Stored data entries
◇ ◇ ◇

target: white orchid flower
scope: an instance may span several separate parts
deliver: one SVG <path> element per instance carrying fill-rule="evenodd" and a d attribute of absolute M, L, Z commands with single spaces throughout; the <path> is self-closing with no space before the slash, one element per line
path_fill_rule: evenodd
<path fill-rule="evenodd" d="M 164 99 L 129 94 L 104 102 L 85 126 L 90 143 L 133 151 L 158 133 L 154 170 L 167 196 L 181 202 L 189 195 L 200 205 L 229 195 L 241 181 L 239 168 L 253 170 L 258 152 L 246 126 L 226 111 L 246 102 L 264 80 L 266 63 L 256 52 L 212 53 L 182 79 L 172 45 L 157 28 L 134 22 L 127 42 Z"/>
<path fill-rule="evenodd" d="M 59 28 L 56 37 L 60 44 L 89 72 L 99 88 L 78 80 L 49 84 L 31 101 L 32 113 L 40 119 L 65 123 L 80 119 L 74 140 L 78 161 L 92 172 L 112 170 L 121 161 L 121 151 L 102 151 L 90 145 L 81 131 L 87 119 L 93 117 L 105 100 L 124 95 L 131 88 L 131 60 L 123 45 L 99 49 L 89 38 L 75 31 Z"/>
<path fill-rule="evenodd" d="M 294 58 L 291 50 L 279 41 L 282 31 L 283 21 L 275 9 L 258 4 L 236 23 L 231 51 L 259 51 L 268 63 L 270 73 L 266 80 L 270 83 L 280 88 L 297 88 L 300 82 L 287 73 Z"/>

◇ ◇ ◇

• _The request_:
Could you arrange every line of the data above as a JSON list of strings, with one string per line and blank lines left out?

• _Solution to the problem_:
[
  "target: white orchid flower",
  "scope: an instance may span several separate parts",
  "deliver: one SVG <path> element per instance carrying fill-rule=\"evenodd\" and a d attribute of absolute M, L, Z commands with single spaces throughout; the <path> is self-closing with no space before the slash, one element per line",
  "path_fill_rule: evenodd",
  "<path fill-rule=\"evenodd\" d=\"M 164 99 L 129 94 L 104 102 L 85 126 L 90 143 L 133 151 L 158 133 L 154 170 L 167 196 L 181 202 L 189 195 L 200 205 L 229 195 L 241 181 L 239 168 L 253 170 L 258 152 L 246 126 L 226 111 L 246 102 L 264 80 L 266 63 L 256 52 L 212 53 L 182 79 L 172 45 L 157 28 L 134 22 L 127 42 Z\"/>",
  "<path fill-rule=\"evenodd\" d=\"M 59 28 L 56 37 L 60 44 L 89 72 L 99 88 L 78 80 L 49 84 L 31 101 L 32 113 L 40 119 L 65 123 L 80 119 L 74 140 L 78 161 L 92 172 L 112 170 L 121 161 L 121 151 L 102 151 L 90 145 L 81 131 L 87 119 L 93 117 L 105 100 L 124 95 L 131 88 L 131 60 L 123 45 L 99 49 L 89 38 L 75 31 Z\"/>",
  "<path fill-rule=\"evenodd\" d=\"M 294 58 L 291 50 L 279 41 L 282 31 L 283 21 L 275 9 L 258 4 L 236 23 L 231 51 L 259 51 L 268 63 L 270 73 L 266 80 L 270 83 L 280 88 L 297 88 L 300 82 L 287 73 Z\"/>"
]